Exercise a: Convert the rows from the one containing "At your convenience, please detect the metal" through the one containing "[334,342,683,468]" into a JSON list of strings, with one string per line and blank lines left out.
-- START Selection --
ZOTAC 680gtx it is!!
Should be here in 3-4 days.


----------



## WILDLEGHORN (Jul 26, 2012)

Aesir said:


> ZOTAC 680gtx it is!!
> Should be here in 3-4 days.


Which online shop you ordered from?? Flipkart?


----------



## Aesir (Jul 27, 2012)

WILDLEGHORN said:


> Which online shop you ordered from?? Flipkart?



Yes.

Now only thing left to buy is the processor and the monitor. (I cancelled the order for these two since I came to know of a local dealer who will supply these at a discount, he does not have any other components for the rig)I am going to buy these locally by sunday, the other components should also arrive by then.

1) Is the i5 2500k going to bottleneck the 680GTX for gaming? Need good responses PLEASE. Why is the i5 2500k so highly recommended for gaming anyway? Any other processors I should be looking at?

2) Will a 23 inch monitor be too big for gaming? Becasue I will be gaming up close a couple feet from the monitor, dont want to have to move my neck.

please respond!


----------



## Myth (Jul 27, 2012)

1. Its great value for the great performance it provides. I doubt it would bottleneck any card in the recent future. It has enough cpu power to run any game. There are always better cpus, but the cost to performance goes up. 
2. A minimum of 24" can do justice to the gfx card you are taking. Anything less is just wasting the true potential of the card.


----------



## WILDLEGHORN (Jul 27, 2012)

Aesir said:


> Yes.
> 
> Now only thing left to buy is the processor and the monitor. (I cancelled the order for these two since I came to know of a local dealer who will supply these at a discount, he does not have any other components for the rig)I am going to buy these locally by sunday, the other components should also arrive by then.
> 
> ...


2) 23 inch will be fine...I had 23 inch LED monitor & simply loved it.
-- END Selection --
-- START Information supplied --
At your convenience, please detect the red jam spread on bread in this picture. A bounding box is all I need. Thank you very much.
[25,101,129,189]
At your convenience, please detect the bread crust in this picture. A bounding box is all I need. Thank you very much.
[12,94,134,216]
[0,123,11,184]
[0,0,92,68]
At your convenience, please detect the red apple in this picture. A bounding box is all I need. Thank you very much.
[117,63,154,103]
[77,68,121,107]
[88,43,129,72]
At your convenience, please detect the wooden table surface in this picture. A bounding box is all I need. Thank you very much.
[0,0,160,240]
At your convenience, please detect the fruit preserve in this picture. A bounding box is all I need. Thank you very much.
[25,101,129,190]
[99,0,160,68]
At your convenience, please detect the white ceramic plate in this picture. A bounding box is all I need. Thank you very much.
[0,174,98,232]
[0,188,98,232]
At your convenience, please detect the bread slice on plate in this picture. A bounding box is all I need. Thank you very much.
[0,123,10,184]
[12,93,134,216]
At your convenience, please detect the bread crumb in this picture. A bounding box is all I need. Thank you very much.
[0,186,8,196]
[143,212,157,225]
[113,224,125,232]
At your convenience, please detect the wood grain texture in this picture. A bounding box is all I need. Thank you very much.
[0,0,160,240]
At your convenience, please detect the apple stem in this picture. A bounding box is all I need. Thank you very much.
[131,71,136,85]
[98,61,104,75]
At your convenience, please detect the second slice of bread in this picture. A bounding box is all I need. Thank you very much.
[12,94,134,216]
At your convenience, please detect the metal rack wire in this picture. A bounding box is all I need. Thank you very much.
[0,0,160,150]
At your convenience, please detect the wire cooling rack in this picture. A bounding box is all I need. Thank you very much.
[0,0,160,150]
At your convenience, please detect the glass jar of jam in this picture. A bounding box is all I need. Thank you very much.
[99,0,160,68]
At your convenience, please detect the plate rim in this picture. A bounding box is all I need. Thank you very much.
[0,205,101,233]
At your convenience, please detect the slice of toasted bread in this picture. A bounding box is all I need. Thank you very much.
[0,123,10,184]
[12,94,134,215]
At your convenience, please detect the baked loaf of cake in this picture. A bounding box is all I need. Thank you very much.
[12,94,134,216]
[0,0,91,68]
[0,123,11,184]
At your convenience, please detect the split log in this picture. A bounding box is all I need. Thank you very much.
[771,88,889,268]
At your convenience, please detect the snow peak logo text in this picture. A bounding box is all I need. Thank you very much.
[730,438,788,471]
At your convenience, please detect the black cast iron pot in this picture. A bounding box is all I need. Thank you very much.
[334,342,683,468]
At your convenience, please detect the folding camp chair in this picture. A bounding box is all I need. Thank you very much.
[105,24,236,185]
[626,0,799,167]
-- END Information supplied --
Exercise b: Reproduce the stretch of the forum thread from "1. Its great" through "WILDLEGHORN (Jul 27, 2012)" verbatim.

Written solution a:
[
  "At your convenience, please detect the metal rack wire in this picture. A bounding box is all I need. Thank you very much.",
  "[0,0,160,150]",
  "At your convenience, please detect the wire cooling rack in this picture. A bounding box is all I need. Thank you very much.",
  "[0,0,160,150]",
  "At your convenience, please detect the glass jar of jam in this picture. A bounding box is all I need. Thank you very much.",
  "[99,0,160,68]",
  "At your convenience, please detect the plate rim in this picture. A bounding box is all I need. Thank you very much.",
  "[0,205,101,233]",
  "At your convenience, please detect the slice of toasted bread in this picture. A bounding box is all I need. Thank you very much.",
  "[0,123,10,184]",
  "[12,94,134,215]",
  "At your convenience, please detect the baked loaf of cake in this picture. A bounding box is all I need. Thank you very much.",
  "[12,94,134,216]",
  "[0,0,91,68]",
  "[0,123,11,184]",
  "At your convenience, please detect the split log in this picture. A bounding box is all I need. Thank you very much.",
  "[771,88,889,268]",
  "At your convenience, please detect the snow peak logo text in this picture. A bounding box is all I need. Thank you very much.",
  "[730,438,788,471]",
  "At your convenience, please detect the black cast iron pot in this picture. A bounding box is all I need. Thank you very much.",
  "[334,342,683,468]"
]

Written solution b:
1. Its great value for the great performance it provides. I doubt it would bottleneck any card in the recent future. It has enough cpu power to run any game. There are always better cpus, but the cost to performance goes up. 
2. A minimum of 24" can do justice to the gfx card you are taking. Anything less is just wasting the true potential of the card.


----------



## WILDLEGHORN (Jul 27, 2012)